Exact copies of all the lines below are required.

Task inputs
○ ○ ○ ○

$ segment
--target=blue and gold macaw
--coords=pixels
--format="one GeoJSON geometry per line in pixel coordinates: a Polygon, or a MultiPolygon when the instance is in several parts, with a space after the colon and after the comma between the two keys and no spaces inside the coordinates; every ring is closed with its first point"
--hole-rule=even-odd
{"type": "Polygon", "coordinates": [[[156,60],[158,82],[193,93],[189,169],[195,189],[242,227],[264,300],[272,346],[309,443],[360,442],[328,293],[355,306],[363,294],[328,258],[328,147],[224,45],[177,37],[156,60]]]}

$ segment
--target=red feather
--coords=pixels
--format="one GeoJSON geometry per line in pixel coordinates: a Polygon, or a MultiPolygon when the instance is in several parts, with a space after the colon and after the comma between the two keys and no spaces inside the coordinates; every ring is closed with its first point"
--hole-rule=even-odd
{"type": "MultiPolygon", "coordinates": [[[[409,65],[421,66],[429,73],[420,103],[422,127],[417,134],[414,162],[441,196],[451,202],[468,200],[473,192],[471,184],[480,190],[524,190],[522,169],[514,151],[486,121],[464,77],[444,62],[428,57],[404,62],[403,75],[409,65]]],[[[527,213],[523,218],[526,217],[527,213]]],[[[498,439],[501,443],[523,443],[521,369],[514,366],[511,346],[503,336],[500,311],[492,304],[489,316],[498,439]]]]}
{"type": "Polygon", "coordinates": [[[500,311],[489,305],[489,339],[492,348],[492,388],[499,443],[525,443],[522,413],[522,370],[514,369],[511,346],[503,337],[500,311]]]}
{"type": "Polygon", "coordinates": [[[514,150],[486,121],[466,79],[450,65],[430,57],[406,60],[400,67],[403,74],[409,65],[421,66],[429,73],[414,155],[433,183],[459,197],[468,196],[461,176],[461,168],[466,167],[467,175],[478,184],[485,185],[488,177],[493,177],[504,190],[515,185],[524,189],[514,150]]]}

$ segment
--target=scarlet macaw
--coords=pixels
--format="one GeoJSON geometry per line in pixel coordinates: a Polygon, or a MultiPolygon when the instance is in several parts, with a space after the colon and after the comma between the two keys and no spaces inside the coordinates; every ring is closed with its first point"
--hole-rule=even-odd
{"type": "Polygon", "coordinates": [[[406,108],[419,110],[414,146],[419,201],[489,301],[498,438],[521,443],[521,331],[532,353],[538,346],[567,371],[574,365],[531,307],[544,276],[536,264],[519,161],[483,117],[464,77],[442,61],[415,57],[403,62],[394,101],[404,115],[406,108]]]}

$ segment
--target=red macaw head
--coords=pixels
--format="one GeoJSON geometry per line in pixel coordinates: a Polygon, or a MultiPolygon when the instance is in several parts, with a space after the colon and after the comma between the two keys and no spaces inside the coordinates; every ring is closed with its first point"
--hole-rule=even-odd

○ ○ ○ ○

Task result
$ segment
--target=blue and gold macaw
--coords=pixels
--format="one GeoJSON geometry per line in pixel coordinates: a Polygon, or a MultiPolygon when the instance is in several parts, with a space after the colon and after the comma between the two keys and no spaces inside the coordinates; every ring is closed with its first point"
--hole-rule=even-odd
{"type": "Polygon", "coordinates": [[[156,60],[158,82],[193,93],[189,169],[195,189],[242,227],[264,300],[272,346],[309,443],[360,442],[328,293],[355,306],[363,294],[328,258],[328,147],[224,45],[177,37],[156,60]]]}

$ segment
--target=red feather
--coords=pixels
--format="one GeoJSON geometry per line in pixel coordinates: a Polygon, or a MultiPolygon when the instance is in several parts, with a space after the colon and after the comma between the two keys and no spaces inside the coordinates; every ring is closed with its first point"
--hole-rule=even-odd
{"type": "MultiPolygon", "coordinates": [[[[409,65],[421,66],[429,73],[420,103],[422,127],[417,134],[414,162],[441,196],[451,202],[468,200],[473,192],[471,184],[480,190],[524,190],[522,169],[514,151],[486,121],[464,77],[444,62],[428,57],[404,62],[403,75],[409,65]]],[[[527,213],[523,218],[526,217],[527,213]]],[[[498,439],[501,443],[523,443],[521,369],[514,366],[511,346],[503,336],[500,311],[492,304],[489,316],[498,439]]]]}
{"type": "Polygon", "coordinates": [[[500,311],[489,305],[489,339],[492,348],[492,388],[499,443],[525,443],[522,413],[522,370],[514,369],[511,346],[503,337],[500,311]]]}
{"type": "Polygon", "coordinates": [[[514,150],[486,121],[466,79],[450,65],[430,57],[406,60],[400,67],[403,74],[409,65],[421,66],[429,73],[414,155],[433,183],[459,197],[468,196],[461,176],[461,168],[466,167],[467,175],[478,184],[485,185],[488,177],[493,177],[504,190],[515,185],[524,189],[514,150]]]}

$ segment
--target=scarlet macaw
--coords=pixels
--format="one GeoJSON geometry per line in pixel coordinates: a Polygon, or a MultiPolygon when the instance is in several parts, with a space after the colon and after the comma between the two keys and no spaces inside the coordinates; every ring is closed with its first point"
--hole-rule=even-odd
{"type": "Polygon", "coordinates": [[[406,108],[419,110],[414,146],[419,201],[489,301],[498,438],[521,443],[521,331],[532,353],[538,346],[567,371],[574,365],[531,307],[544,276],[536,264],[519,161],[483,117],[464,77],[442,61],[415,57],[403,62],[394,101],[404,115],[406,108]]]}

$ segment
--target=red macaw head
--coords=pixels
--format="one GeoJSON geometry per line in pixel coordinates: a Polygon, or a MultiPolygon when the instance is in several parts, with a space after the colon and after the comma between the two keys and no spaces inside the coordinates; every ring is closed with its first point"
--hole-rule=even-odd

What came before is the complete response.